++++ PAGE TEXT

StUk_In_AfRiKa, Urkevitz, TheOtherGeoff, Spice, thank you all very much for your kind words! Sorry, it took me so long to get back here and respond, but I've been really busy lately and haven't had a good chance to get back to my thread... I hope to have some updates soon.




JCSharp said:


> Nice thread Jeremiah! Man I wish I had half the woodworking skills you possess – the canopy really turned out nice! I have a quick question for you. How did you end up liking the oceanvisions background? I found a site on the web that sells it... I wanted to ask you how you ended up liking yours before I break down and place the order.


JCSharp, thanks, I've been meaning to post the measurements/plans, etc for the canopy in the DIY section and also hadn't gotten around to it. (greerh: I haven't forgotten.) As for the OceanVisions background, I'm very happy with it. It hasn't bubbled or anything, and still looks as good as the day I installed it. I'd highly recommmend it!

-Jeremiah


----------



## donaldbyrd (Jun 8, 2005)

I have to say this is one of my favorite tanks here.. I also have the oceanvisions background... a couple of words of caution. if you have a large tank a second pair of hands comes in hand when putting it on, and make sure the glass is 100% clean if there is anything on the glass when you install it you could poke a hole in it. Other then that I also love mine


----------



## crshadow (Sep 4, 2003)

Sorry for the lack of updates everyone... I had entered the tank into the AGA contest and so I figured it'd be best to wait until it was over before posting any new pics. The following pics are those that I submitted to the contest. Expect some more updates very soon as I'll be changing the tank around a little bit. I'll also be starting a couple of other journals soon and will post links to those later as well.

-Jeremiah


----------



## crshadow (Sep 4, 2003)

Another pic.


----------



## crshadow (Sep 4, 2003)

View from an angle.


----------



## Steven_Chong (Sep 14, 2004)

those angels work well-- I don't care what they say.

BTW-- how are the fissidens doing man? Have they been run over by the other mosses? Or are they doing fine?


----------



## imisky (May 19, 2005)

crshadow they unknown plant that you pointed out a few posts back is frissden it grows slow and it fills in nicely


----------



## turtlehead (May 31, 2005)

VERY VERY NICE! I like the little HC trail with the Angels. Good job.


----------



## MercuryShrimp (Sep 10, 2005)

wow, your tank looks awesome  i like how it feels like it goes in really deep


----------



## crshadow (Sep 4, 2003)

greenmiddlefinger: Steven, thanks, I very much appreciate it... As for the Fissidens, it's doing well. It does however get overrun quite easily by the Xmas moss.

imisky: Yes, the moss does seem to grow very slowly. I'm glad to know that it will eventually fill in.

++++++++
++++ SUPPLIED MATERIAL

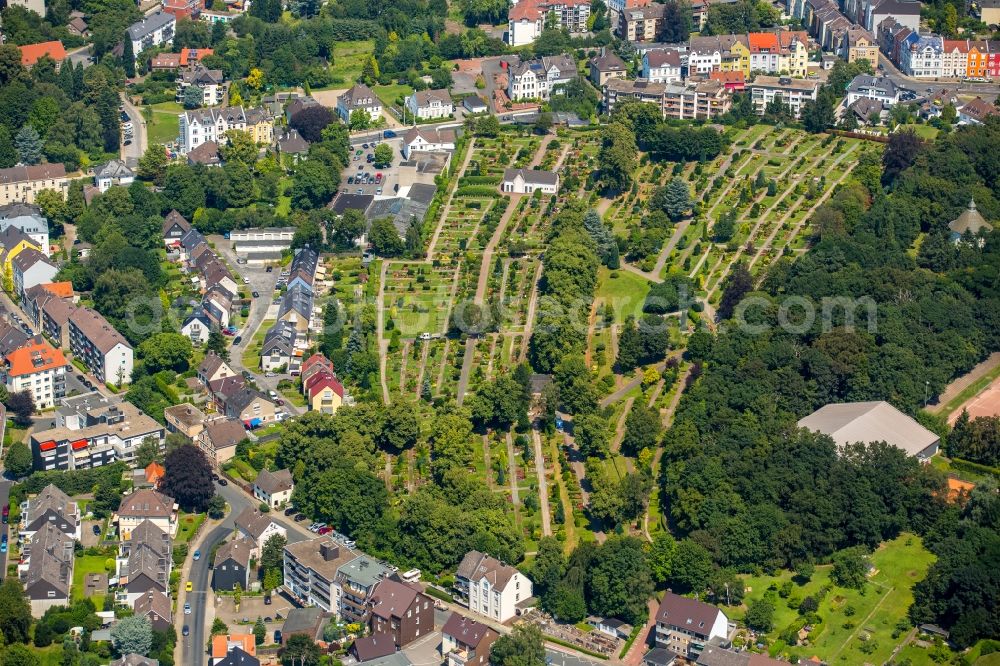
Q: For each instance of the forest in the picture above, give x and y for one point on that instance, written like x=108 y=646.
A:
x=743 y=483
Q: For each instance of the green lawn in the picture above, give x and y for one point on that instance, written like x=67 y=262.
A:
x=187 y=525
x=349 y=59
x=389 y=93
x=162 y=124
x=625 y=292
x=846 y=614
x=82 y=566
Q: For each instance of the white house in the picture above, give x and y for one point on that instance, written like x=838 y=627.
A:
x=527 y=181
x=428 y=104
x=358 y=98
x=273 y=488
x=539 y=78
x=661 y=66
x=685 y=625
x=154 y=30
x=113 y=173
x=30 y=268
x=38 y=368
x=427 y=140
x=29 y=220
x=792 y=92
x=490 y=587
x=876 y=88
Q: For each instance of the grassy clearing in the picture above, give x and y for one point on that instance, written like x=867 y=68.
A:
x=390 y=93
x=82 y=566
x=187 y=526
x=851 y=619
x=163 y=126
x=349 y=60
x=625 y=291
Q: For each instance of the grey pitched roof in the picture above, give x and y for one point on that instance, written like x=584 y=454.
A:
x=51 y=559
x=150 y=24
x=224 y=433
x=236 y=549
x=114 y=169
x=476 y=566
x=687 y=614
x=874 y=421
x=274 y=482
x=532 y=176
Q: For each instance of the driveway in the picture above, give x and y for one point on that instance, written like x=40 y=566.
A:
x=132 y=152
x=202 y=598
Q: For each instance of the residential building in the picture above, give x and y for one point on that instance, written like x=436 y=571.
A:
x=791 y=92
x=237 y=656
x=641 y=24
x=877 y=88
x=231 y=566
x=976 y=111
x=37 y=6
x=96 y=342
x=38 y=368
x=358 y=98
x=527 y=181
x=921 y=56
x=190 y=9
x=274 y=488
x=310 y=571
x=873 y=421
x=51 y=506
x=22 y=183
x=402 y=611
x=186 y=419
x=154 y=606
x=46 y=569
x=692 y=100
x=465 y=642
x=29 y=220
x=429 y=104
x=856 y=44
x=210 y=125
x=32 y=53
x=490 y=587
x=30 y=269
x=684 y=626
x=606 y=65
x=212 y=83
x=152 y=31
x=540 y=78
x=324 y=393
x=354 y=593
x=146 y=505
x=97 y=435
x=427 y=140
x=219 y=437
x=214 y=367
x=278 y=351
x=661 y=66
x=112 y=173
x=526 y=19
x=257 y=528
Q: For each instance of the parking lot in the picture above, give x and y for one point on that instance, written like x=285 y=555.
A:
x=361 y=175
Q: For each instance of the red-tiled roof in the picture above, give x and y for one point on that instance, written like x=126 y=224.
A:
x=30 y=53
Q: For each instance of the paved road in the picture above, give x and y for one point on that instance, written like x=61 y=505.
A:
x=200 y=573
x=132 y=152
x=263 y=283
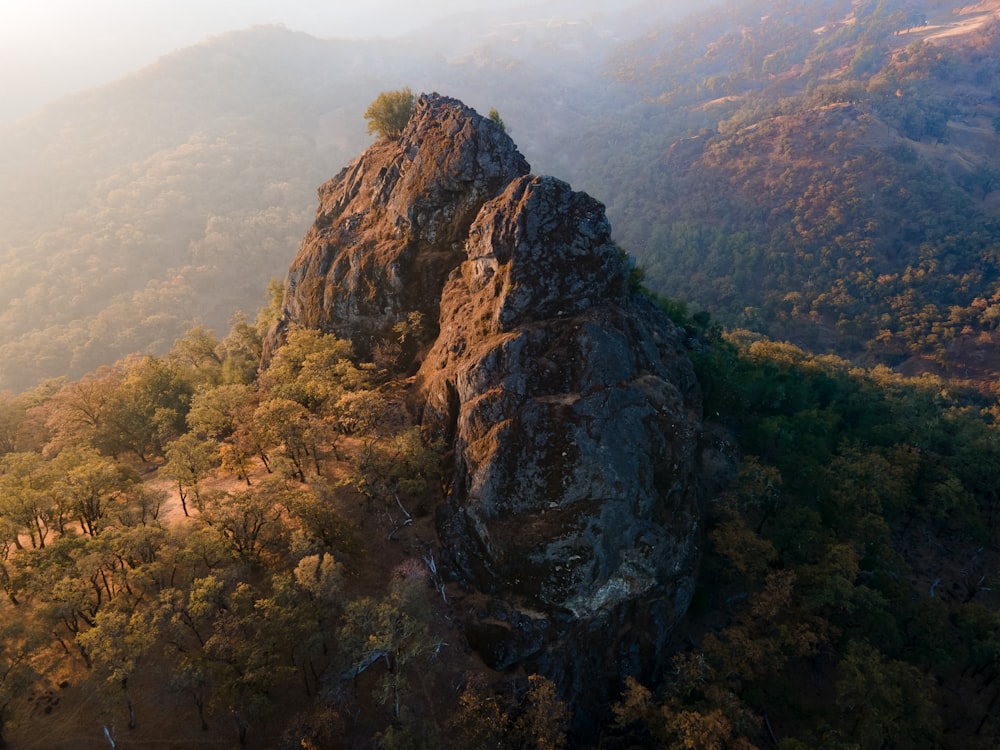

++++++++

◆ **PROBLEM SET**:
a) Which usernames appear in the post headers of the aquarium forum thread (the lines beginning with ## and followed by a date)? List each one once.
b) Reproduce the records, starting with their first line and going on through the line with "x=202 y=598", both included, with the requests. Multiply every coordinate in the answers by 1.35 and round to whole numbers, halves up, leaving the requests and their format samples unchanged. Leave out the pictures.
The aquarium forum thread and the records do not share a source.

◆ **ANSWERS TO THE TASKS**:
a)
donaldbyrd
crshadow
Steven_Chong
imisky
turtlehead
MercuryShrimp

b)
Q: For each instance of the forest in the picture above, give x and y for one point on that instance, written like x=108 y=646.
A:
x=1003 y=652
Q: For each instance of the green lawn in the picture above, give x and y for one point on that instance, written like x=67 y=262.
A:
x=252 y=709
x=471 y=80
x=525 y=126
x=219 y=167
x=844 y=394
x=1142 y=829
x=111 y=764
Q: For each instance of the white house in the picture above, give x and y for one point on that instance, written like x=838 y=627.
A:
x=711 y=244
x=578 y=140
x=483 y=132
x=369 y=659
x=728 y=105
x=892 y=89
x=925 y=844
x=208 y=41
x=153 y=234
x=41 y=362
x=51 y=497
x=576 y=189
x=39 y=297
x=1069 y=124
x=662 y=792
x=1183 y=119
Q: For each instance of the grassy clearing in the picture above, give x and y for one point on that instance, written like x=867 y=68.
A:
x=527 y=126
x=111 y=764
x=252 y=710
x=1149 y=836
x=220 y=170
x=471 y=81
x=844 y=393
Q: For each instance of the grey pitched roof in the picture above, give x and y for one point on that instance, written like x=584 y=454.
A:
x=69 y=755
x=203 y=32
x=302 y=585
x=319 y=741
x=154 y=228
x=643 y=764
x=927 y=829
x=1180 y=568
x=370 y=651
x=718 y=238
Q: For each instance of the driveway in the picture above, give x and y for one point on that instance, written like x=40 y=566.
A:
x=178 y=205
x=273 y=807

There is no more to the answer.